Répondez aux questions suivantes à partir du récit de voyage ci-dessous.
(a) Combien de familles compte le centre canadien-français du Lac-aux-Chênes ?
(b) De quelle région de France sont originaires les familles récemment arrivées dans ce groupe ?
(c) À quoi attribue-t-on la nudité de la plaine ?

■ Extrait du document ■
--

Nous passons successivement à Portage-la-Prairie, qui est une petite ; ville, à Brandon, Virden, gros bourgs nés d’hier qui croissent rapidement et possèdent des succursales de banque et un journal. Au Lac-aux-Chênes (Oak Lake) nous prenons au passage un habitant de cette localité qui nous apprend que là se trouve un centre canadien-français comprenant 70 familles. Depuis peu de temps 10 familles sont venues de France s’adjoindre à ce groupe. Ces familles sont toutes originaires de la Haute-Loire et elles attendent un nouveau convoi de compatriotes. L’élément français est peu répandu de ce côté et, une fois sorti du Manitoba, nous ne rencontrerons plus sur notre route directe que des Canadiens-Français isolés.

Aux limites du Manitoba, les habitations se font rares et les stations sont de plus en plus éloignées. L’horizon s’étend à perte de vue et pas un arbre ne le coupe. Là où il n’y a point de culture, une herbe courte et sèche recouvre le sol. De temps à autre on traverse une coulée. C’est une dépression, à qui les Espagnols donnent le nom de barranco, et les Hispano-Américains celui de quebrada, qui cache ordinairement un cours d’eau abrité sous le feuillage. La végétation, qui y est assez abondante, cesse brusquement au sortir de la coulée, et l’on attribue cette nudité de la plaine à l’action dévastatrice des feux de prairie, qui ne s’arrêtent qu’au bord des ravins ou des rivières.

--

■ Lignes répertoriées ■
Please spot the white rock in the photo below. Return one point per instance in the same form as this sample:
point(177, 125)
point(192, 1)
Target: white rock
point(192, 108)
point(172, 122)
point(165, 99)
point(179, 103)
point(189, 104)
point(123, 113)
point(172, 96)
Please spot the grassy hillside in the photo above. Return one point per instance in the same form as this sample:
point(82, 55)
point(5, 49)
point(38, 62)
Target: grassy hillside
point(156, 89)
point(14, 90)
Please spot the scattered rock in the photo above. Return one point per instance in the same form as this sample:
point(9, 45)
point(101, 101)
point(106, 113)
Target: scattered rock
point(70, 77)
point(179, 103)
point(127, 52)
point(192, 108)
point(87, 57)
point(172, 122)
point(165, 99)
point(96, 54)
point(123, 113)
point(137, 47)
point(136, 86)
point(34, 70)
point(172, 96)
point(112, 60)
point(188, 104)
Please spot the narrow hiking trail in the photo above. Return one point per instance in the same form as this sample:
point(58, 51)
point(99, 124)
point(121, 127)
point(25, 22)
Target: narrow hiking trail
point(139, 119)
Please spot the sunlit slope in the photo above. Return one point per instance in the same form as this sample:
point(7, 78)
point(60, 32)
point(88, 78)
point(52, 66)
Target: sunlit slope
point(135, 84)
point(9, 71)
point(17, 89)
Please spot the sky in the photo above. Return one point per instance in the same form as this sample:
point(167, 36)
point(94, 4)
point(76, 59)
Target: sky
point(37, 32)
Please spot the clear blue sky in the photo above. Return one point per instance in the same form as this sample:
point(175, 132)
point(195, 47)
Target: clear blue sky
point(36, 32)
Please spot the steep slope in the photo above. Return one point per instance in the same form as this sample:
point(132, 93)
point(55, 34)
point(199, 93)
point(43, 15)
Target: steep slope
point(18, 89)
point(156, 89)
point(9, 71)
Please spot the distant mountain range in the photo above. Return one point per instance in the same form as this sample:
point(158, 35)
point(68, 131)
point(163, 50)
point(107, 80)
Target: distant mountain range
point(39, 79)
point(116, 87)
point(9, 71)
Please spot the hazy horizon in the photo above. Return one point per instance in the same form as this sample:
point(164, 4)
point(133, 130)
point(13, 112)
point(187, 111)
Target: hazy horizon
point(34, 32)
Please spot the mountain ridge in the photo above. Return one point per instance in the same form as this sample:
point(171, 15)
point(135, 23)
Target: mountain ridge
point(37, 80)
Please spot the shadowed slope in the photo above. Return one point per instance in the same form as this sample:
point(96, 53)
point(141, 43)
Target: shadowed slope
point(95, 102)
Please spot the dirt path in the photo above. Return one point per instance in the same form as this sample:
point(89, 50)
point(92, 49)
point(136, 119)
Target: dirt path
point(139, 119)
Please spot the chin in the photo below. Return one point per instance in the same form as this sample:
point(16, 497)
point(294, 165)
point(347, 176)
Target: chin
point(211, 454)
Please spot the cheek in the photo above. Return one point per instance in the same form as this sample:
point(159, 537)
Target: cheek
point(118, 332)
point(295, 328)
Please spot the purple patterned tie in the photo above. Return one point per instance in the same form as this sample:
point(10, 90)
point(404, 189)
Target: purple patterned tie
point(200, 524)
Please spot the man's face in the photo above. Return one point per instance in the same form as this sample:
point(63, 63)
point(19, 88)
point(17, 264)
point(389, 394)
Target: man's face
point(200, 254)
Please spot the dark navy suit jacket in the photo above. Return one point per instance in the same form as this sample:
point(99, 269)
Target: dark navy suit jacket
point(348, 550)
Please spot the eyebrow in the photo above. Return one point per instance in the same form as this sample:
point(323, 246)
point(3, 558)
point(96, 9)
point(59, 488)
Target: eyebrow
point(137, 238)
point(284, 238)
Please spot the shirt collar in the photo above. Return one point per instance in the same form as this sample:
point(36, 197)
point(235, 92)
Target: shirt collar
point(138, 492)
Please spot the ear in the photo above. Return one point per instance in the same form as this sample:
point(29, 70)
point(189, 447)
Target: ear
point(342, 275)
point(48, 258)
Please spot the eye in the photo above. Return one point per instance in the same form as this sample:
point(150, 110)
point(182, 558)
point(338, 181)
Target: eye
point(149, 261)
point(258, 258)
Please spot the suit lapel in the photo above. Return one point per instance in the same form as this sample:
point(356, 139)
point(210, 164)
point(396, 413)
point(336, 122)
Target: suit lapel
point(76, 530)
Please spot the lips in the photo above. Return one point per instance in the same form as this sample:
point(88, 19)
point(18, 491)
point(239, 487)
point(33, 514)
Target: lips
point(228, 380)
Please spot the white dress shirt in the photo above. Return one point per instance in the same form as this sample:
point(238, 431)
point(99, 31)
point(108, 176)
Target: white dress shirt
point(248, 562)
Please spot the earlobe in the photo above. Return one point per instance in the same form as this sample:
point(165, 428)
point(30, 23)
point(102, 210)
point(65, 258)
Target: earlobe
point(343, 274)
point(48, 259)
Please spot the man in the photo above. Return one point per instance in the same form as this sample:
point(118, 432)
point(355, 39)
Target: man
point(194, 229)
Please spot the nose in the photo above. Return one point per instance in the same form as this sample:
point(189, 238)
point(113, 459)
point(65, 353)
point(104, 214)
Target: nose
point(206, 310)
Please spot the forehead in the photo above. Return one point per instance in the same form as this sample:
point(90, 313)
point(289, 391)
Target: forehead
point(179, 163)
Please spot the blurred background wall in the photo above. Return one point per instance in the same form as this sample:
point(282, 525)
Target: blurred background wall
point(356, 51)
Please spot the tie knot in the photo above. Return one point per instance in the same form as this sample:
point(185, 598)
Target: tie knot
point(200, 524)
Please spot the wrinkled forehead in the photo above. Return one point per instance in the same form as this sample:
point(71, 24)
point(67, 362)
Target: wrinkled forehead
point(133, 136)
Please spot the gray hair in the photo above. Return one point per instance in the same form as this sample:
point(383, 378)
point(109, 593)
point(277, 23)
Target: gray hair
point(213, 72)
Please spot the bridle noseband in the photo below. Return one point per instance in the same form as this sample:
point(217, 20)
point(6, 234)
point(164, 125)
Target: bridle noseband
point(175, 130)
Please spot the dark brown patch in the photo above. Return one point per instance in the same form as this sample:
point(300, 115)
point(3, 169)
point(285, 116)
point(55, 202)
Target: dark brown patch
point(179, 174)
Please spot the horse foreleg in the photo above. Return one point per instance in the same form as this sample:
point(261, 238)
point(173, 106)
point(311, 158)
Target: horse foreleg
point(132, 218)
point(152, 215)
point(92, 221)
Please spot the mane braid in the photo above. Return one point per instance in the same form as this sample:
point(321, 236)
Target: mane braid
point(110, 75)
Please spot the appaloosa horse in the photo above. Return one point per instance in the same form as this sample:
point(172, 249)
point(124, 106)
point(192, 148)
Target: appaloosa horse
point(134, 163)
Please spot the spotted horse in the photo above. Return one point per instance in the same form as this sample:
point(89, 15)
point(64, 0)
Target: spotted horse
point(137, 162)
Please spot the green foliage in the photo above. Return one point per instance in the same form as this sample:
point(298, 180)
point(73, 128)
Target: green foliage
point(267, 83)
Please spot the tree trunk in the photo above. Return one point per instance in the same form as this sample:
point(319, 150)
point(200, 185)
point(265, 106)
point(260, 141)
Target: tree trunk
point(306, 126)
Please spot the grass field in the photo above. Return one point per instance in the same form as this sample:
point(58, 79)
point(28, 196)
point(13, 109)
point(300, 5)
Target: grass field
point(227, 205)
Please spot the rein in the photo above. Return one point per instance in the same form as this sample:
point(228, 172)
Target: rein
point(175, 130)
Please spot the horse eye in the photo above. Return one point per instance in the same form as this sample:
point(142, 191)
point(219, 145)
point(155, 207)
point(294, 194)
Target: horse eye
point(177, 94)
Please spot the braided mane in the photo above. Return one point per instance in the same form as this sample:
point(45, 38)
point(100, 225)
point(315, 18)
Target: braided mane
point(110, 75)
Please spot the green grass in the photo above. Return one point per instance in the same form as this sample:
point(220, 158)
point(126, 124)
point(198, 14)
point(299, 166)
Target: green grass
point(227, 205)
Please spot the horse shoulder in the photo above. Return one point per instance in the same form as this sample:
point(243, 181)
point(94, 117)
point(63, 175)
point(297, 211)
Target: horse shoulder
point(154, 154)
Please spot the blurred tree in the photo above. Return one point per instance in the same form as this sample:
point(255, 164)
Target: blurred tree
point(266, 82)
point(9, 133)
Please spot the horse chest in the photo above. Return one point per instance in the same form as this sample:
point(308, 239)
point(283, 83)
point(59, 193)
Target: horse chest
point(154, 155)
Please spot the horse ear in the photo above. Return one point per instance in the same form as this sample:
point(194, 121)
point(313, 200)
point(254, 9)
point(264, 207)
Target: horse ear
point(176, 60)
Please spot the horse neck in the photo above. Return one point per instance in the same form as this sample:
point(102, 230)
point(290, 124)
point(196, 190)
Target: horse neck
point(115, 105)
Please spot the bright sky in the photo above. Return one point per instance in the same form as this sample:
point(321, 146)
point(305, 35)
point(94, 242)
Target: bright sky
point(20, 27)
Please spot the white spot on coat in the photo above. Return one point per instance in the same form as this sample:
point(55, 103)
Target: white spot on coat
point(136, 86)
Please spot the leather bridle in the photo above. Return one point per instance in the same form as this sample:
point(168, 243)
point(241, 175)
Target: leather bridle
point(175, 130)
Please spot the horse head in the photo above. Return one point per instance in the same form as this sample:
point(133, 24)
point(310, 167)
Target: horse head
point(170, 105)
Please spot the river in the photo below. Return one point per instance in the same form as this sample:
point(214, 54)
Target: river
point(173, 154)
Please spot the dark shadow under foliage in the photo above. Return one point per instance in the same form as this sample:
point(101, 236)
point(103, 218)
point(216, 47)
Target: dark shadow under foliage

--

■ Corrigé ■
(a) 70 familles.
(b) De la Haute-Loire.
(c) À l'action dévastatrice des feux de prairie.